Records
>> Begin
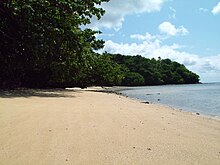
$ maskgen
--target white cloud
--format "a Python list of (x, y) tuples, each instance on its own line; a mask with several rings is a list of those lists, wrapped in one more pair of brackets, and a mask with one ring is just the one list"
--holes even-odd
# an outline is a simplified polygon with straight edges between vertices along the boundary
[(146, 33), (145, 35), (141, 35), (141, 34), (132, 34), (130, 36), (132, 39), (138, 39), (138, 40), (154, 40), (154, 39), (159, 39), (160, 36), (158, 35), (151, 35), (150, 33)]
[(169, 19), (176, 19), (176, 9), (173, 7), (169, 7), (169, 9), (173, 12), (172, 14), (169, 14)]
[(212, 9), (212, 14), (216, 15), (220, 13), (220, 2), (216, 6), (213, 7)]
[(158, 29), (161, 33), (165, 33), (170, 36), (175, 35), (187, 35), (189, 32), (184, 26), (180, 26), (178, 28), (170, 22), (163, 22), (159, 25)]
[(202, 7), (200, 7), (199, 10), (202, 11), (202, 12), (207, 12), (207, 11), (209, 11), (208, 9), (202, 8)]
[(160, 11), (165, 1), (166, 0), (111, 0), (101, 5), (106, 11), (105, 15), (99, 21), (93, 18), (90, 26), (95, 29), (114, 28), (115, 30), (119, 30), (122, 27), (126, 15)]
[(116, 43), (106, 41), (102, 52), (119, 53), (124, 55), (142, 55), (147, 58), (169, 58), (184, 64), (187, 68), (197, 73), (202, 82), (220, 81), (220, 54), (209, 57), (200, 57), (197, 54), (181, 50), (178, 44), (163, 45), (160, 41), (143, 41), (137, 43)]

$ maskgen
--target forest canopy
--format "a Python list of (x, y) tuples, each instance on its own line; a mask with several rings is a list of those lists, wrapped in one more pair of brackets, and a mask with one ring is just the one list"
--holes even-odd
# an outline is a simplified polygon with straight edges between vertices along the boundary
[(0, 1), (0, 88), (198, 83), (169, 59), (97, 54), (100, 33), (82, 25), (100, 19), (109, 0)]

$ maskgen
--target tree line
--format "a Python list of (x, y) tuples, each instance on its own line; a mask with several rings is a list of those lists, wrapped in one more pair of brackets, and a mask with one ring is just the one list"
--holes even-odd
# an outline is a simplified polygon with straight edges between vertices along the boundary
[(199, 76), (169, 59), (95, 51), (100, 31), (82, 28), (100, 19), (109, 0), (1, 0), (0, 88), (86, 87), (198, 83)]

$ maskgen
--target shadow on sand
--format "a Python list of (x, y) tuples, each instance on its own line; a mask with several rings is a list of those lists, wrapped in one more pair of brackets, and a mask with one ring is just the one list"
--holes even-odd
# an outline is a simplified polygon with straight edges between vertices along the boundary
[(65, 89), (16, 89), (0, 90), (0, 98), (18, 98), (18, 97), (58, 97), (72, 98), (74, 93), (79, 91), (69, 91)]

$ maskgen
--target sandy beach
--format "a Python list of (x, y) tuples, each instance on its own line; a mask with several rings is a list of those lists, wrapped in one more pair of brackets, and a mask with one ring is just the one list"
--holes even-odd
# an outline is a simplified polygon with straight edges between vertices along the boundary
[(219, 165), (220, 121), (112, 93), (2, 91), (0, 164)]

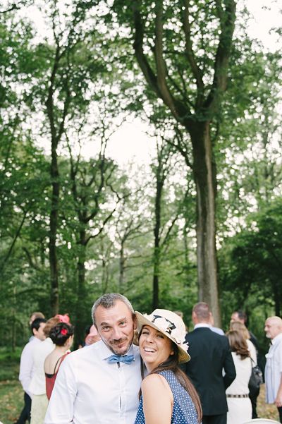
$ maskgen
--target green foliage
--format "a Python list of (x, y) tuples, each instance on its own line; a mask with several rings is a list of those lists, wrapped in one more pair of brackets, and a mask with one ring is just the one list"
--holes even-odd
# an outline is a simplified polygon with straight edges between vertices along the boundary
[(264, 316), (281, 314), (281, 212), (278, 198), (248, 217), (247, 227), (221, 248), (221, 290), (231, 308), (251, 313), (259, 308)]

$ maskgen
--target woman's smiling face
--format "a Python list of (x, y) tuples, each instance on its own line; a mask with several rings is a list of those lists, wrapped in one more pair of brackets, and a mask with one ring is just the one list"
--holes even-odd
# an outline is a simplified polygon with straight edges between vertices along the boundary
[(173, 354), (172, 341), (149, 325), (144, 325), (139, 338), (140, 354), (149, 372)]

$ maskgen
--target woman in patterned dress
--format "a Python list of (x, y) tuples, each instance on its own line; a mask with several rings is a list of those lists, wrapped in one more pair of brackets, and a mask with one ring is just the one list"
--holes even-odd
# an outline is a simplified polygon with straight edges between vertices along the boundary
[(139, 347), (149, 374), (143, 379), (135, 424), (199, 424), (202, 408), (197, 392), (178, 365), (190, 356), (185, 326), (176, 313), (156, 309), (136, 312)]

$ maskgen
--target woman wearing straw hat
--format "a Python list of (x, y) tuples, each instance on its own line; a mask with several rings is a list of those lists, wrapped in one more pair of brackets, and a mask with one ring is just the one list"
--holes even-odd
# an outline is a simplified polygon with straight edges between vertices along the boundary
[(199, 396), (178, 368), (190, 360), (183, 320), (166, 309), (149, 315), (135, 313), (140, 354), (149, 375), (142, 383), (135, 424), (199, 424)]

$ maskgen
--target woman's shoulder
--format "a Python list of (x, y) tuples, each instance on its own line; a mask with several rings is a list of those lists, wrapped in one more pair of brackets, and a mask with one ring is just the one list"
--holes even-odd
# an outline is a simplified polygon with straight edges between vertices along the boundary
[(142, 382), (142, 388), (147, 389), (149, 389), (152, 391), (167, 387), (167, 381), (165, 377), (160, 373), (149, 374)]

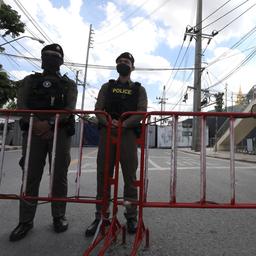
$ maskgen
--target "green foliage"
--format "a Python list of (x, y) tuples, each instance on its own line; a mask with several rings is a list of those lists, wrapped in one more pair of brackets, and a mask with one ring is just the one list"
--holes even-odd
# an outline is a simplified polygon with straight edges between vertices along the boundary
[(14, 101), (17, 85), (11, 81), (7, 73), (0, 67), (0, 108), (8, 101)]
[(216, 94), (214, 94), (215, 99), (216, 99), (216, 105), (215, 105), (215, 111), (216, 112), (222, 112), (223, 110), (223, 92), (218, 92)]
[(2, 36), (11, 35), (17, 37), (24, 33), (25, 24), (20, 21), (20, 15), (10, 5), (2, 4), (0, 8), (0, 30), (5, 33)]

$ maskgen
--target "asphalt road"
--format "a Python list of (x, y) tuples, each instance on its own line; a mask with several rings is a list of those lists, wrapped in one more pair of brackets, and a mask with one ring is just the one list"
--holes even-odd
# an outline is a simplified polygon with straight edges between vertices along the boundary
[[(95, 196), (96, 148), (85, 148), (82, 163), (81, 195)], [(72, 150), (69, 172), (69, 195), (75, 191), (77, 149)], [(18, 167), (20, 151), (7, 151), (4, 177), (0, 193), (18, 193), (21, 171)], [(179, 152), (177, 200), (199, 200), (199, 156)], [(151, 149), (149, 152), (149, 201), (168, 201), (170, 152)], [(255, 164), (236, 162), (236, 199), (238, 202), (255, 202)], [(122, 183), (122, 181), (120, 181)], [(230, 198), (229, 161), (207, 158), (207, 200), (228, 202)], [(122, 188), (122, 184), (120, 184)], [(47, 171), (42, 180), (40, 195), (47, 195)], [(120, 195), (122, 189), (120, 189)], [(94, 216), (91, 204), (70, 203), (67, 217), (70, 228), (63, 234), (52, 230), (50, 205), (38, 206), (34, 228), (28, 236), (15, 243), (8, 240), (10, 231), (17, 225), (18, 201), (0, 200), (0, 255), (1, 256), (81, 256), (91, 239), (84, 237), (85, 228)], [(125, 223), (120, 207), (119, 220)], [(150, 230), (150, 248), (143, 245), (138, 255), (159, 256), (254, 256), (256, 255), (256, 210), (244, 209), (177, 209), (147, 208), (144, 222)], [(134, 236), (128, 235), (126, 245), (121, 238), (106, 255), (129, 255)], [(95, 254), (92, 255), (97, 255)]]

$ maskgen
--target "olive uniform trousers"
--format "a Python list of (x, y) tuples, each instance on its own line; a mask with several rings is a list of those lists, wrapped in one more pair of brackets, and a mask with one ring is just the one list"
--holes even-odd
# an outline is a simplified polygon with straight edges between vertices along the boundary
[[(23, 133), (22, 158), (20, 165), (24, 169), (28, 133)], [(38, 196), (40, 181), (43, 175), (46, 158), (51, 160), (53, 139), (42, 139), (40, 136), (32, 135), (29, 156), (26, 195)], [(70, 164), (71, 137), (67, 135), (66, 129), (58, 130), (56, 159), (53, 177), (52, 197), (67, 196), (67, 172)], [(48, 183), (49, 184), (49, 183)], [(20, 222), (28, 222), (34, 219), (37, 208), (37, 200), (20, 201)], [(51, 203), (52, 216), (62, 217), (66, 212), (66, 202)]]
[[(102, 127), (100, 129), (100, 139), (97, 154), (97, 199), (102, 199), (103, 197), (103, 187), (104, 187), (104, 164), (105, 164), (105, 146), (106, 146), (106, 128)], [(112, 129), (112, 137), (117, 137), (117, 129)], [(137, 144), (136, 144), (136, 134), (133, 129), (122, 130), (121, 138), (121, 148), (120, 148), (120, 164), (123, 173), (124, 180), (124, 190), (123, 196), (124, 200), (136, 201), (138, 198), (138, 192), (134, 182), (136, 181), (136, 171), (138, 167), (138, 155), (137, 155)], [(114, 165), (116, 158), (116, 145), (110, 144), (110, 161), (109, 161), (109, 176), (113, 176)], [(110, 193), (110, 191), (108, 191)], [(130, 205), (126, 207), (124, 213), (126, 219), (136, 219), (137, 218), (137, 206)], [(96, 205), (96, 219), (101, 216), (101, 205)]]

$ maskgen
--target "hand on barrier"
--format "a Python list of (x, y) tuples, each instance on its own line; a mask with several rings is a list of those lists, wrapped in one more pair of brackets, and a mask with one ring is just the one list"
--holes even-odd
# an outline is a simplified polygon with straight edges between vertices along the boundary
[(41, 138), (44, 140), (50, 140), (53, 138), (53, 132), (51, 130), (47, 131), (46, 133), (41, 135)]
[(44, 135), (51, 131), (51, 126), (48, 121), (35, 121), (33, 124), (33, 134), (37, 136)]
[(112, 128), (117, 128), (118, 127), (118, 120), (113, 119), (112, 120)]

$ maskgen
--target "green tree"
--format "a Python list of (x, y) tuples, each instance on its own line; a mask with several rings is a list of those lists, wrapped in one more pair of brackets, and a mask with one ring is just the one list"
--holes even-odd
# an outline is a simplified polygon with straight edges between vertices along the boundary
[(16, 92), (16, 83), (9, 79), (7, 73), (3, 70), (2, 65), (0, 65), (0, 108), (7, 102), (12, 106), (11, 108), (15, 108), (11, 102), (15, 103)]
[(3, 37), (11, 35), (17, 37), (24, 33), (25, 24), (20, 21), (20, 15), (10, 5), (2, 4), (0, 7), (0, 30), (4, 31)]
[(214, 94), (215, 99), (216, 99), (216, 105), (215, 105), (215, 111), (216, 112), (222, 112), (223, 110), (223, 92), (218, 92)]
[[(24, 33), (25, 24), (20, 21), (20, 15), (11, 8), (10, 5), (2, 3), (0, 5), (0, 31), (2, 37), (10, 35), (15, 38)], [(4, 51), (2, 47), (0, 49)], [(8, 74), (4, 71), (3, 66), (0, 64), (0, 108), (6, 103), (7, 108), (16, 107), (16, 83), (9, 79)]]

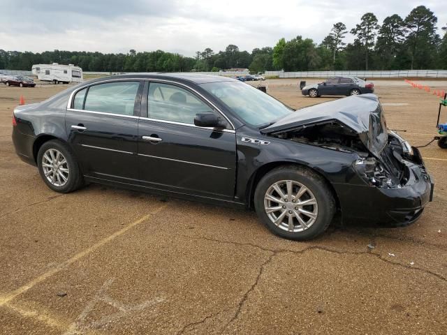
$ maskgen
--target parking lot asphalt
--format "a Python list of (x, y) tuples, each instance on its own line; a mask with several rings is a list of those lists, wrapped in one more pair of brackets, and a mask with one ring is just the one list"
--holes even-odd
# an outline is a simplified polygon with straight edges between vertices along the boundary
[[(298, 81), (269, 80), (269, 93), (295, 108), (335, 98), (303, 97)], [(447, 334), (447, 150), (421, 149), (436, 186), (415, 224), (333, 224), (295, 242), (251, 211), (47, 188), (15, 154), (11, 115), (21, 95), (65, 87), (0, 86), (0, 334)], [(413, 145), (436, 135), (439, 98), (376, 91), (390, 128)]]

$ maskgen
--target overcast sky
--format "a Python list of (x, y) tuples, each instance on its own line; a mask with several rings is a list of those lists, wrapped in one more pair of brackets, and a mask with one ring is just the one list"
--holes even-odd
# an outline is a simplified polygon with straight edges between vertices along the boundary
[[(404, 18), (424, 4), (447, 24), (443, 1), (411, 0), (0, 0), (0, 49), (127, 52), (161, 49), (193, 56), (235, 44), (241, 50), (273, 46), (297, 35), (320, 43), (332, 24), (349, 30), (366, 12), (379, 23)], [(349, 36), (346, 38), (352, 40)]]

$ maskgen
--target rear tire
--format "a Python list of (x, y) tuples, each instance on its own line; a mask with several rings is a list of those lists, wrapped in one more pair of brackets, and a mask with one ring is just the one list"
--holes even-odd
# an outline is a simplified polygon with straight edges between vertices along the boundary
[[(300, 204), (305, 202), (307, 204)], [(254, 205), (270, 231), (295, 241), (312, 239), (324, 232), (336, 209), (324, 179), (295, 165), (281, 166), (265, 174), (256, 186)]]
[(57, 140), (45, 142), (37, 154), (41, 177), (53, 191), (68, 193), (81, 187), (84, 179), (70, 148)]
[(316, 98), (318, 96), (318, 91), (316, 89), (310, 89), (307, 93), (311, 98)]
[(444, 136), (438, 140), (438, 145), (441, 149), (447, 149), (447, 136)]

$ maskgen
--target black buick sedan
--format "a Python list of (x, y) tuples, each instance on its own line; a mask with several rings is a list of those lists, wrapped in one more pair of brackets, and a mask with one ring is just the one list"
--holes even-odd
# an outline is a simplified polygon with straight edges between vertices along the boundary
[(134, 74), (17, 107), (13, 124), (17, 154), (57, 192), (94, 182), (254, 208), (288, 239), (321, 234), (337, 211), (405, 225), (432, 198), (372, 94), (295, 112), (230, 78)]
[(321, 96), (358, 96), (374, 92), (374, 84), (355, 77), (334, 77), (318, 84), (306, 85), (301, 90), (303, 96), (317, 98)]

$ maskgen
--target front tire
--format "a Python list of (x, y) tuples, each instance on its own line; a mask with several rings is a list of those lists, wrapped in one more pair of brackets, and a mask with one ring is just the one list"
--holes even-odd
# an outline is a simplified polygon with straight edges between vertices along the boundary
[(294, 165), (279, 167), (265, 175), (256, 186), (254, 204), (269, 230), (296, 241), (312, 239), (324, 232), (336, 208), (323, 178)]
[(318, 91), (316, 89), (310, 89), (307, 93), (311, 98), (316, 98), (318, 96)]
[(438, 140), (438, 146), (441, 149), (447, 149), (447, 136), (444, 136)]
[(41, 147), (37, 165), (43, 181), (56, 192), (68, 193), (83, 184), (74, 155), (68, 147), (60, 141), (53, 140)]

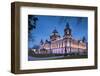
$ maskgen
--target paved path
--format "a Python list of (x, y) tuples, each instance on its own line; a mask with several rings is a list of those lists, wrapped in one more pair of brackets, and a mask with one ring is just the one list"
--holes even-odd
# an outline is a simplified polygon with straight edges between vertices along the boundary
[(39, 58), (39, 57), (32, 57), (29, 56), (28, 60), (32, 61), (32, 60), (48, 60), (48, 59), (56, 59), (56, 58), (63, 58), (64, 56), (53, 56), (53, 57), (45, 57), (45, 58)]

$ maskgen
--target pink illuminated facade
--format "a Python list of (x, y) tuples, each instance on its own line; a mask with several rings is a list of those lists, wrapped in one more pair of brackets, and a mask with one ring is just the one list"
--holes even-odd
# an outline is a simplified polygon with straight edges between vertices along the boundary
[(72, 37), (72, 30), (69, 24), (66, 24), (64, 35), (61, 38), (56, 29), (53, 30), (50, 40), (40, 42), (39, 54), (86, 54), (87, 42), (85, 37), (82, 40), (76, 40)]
>> End
EXERCISE GOAL :: Which lines of the records contain the string "woman" with its case matched exactly? Show each of those lines in full.

TASK RESULT ::
--target woman's smiling face
--target woman in patterned dress
--target woman wearing straw hat
--target woman's shoulder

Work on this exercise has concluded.